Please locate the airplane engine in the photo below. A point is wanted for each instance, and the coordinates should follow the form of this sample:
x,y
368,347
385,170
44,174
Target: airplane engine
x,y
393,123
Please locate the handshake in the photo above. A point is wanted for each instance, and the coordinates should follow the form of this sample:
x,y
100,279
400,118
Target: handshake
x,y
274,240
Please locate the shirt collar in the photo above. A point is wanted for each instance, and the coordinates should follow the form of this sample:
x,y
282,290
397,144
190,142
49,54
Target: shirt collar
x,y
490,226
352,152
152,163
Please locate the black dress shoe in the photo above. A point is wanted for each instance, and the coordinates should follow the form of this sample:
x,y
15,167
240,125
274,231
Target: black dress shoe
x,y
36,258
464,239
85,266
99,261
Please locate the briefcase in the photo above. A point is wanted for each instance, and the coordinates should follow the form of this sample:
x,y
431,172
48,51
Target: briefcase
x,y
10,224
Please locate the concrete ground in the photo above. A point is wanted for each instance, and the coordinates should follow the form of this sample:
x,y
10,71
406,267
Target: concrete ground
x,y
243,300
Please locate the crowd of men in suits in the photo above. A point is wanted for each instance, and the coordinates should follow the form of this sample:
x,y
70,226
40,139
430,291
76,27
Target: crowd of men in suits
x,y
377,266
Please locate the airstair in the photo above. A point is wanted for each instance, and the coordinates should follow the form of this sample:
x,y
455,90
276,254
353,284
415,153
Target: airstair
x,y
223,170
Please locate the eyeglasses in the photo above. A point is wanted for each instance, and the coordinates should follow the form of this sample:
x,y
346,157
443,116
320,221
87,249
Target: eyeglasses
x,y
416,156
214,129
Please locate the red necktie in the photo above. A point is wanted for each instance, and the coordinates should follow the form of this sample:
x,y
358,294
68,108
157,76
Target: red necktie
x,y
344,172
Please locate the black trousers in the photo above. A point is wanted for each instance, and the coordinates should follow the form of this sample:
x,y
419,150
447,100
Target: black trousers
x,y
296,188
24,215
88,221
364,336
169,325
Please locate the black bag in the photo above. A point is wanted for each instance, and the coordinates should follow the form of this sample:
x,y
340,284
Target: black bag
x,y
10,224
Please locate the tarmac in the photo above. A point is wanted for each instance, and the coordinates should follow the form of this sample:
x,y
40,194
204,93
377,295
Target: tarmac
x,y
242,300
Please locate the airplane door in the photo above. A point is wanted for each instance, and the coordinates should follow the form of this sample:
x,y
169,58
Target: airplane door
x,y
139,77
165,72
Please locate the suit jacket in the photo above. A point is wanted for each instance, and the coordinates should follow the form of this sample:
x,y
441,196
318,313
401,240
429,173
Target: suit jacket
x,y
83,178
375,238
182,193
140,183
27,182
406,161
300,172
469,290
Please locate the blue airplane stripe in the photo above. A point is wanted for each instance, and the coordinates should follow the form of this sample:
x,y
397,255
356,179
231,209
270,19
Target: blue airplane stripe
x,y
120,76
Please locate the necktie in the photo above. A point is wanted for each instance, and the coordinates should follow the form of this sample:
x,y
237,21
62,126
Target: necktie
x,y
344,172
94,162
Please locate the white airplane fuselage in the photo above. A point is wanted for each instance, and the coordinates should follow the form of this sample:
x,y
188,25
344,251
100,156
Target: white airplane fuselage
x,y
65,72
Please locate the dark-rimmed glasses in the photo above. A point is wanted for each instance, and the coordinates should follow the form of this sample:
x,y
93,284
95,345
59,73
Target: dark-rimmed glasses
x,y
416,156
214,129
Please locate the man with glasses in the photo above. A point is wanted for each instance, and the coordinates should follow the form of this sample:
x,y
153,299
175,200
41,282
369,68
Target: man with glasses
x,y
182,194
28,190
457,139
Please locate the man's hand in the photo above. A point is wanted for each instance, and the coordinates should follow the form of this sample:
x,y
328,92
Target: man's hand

----------------

## What you should do
Could you retype every record above exactly as it appears?

## Reply
Please locate the airplane engine in the photo below. A point is wanted for each instance, and the coordinates should follow the form of this sample:
x,y
368,347
385,170
44,174
Target: airplane engine
x,y
393,123
Please locate the handshake in the photo above. A point is wanted for each instance, and the coordinates should follow the form of this sample:
x,y
100,279
400,118
Target: handshake
x,y
274,240
Please locate the shirt collar in the photo above. A point is wanted for each instance, and the coordinates should follow the form of this sample:
x,y
282,290
397,144
190,142
49,54
Target: shirt collar
x,y
490,226
352,152
152,163
Please locate the black dress shoe in the photo above. A point is wanted for each instance, and the coordinates should follow the form of this sample:
x,y
15,167
240,125
274,231
Target: black dress shoe
x,y
36,258
464,239
85,266
99,261
Please locate the briefcase in the photo above. A point is wanted for each instance, and the coordinates should follow the form of this sample:
x,y
431,172
48,51
Target: briefcase
x,y
10,224
Please locate the concrete ground in the photo above. A point is wanted for each instance, and the coordinates should follow the form of this sample:
x,y
10,71
406,267
Target: concrete ground
x,y
243,300
Please locate the crowd of men in suits in the photo above. A point is wanted for each instance, and the coordinates should follow the form of this sample:
x,y
70,226
40,139
430,291
76,27
Target: crowd of men in suits
x,y
377,266
Please locate the airstair in the photo above. A point is wanted for each instance, and the coordinates should follow the form of this sample:
x,y
455,90
276,254
353,284
415,153
Target: airstair
x,y
223,170
Please locate the eyeglasses in the photo above. A point is wanted for each instance, and the coordinates should follow the form of this sample:
x,y
346,157
443,116
320,221
87,249
Target: eyeglasses
x,y
416,156
214,129
Please locate the red necktie in the photo above. A point is wanted for each instance, and the coordinates should follow the form of this sample:
x,y
358,294
68,108
157,76
Target: red necktie
x,y
344,172
Please locate the black trousers in the photo above. A point is wanted for each instance, and the coordinates should follow the form of this sample:
x,y
419,150
447,100
Target: black trousers
x,y
296,188
24,215
88,221
364,336
169,325
Please locate the black bag in the photo above. A point is wanted for each instance, and the coordinates should follow the form of this sample:
x,y
340,284
Target: black bag
x,y
10,224
Please locate the tarmac in the photo above. A point is wanted for each instance, and the coordinates should follow the form of this sample:
x,y
40,194
204,93
377,295
Target: tarmac
x,y
242,300
Please locate the airplane door in the photo above. A point is wanted for each instance, and the coordinates should follow the form of this sample:
x,y
169,58
Target: airplane door
x,y
139,77
165,72
Please locate the suit jacket in the photo above. A point is wanted for each instance, and the coordinates should follow the form of this sample:
x,y
441,196
318,313
401,240
429,173
Target: suit jacket
x,y
83,178
375,238
182,193
140,183
27,182
406,161
300,172
469,290
Please locate the blue airplane stripe in the photo above. A point is wanted for each instance, and the coordinates should follow the form of this sample:
x,y
397,255
356,179
231,209
270,19
Target: blue airplane stripe
x,y
120,76
Please locate the necktie in the photo above. A point is wanted for each instance, and the coordinates should follow the form of this sample:
x,y
237,21
62,126
Target: necktie
x,y
344,172
94,162
Please locate the white airplane fuselage in the photo above. A point is wanted for each instance, and the coordinates should follow the form of this sample:
x,y
188,25
344,251
100,156
Target: white airplane fuselage
x,y
65,72
Please locate the dark-rimmed glasses in the photo above. A point is wanted for each instance, and the coordinates should follow the form of this sample:
x,y
93,284
95,345
59,73
Target: dark-rimmed glasses
x,y
416,156
214,129
Please locate the man with glasses in the photo above. A point is wanted for each instance, and the coordinates should follow the form of this sample:
x,y
153,299
175,200
41,282
369,68
Target: man with glasses
x,y
182,194
28,190
457,139
Please locate the man's hand in the photo above. A point is wanted for each instance, and the coordinates should follow the form of this sample:
x,y
328,92
Target: man's hand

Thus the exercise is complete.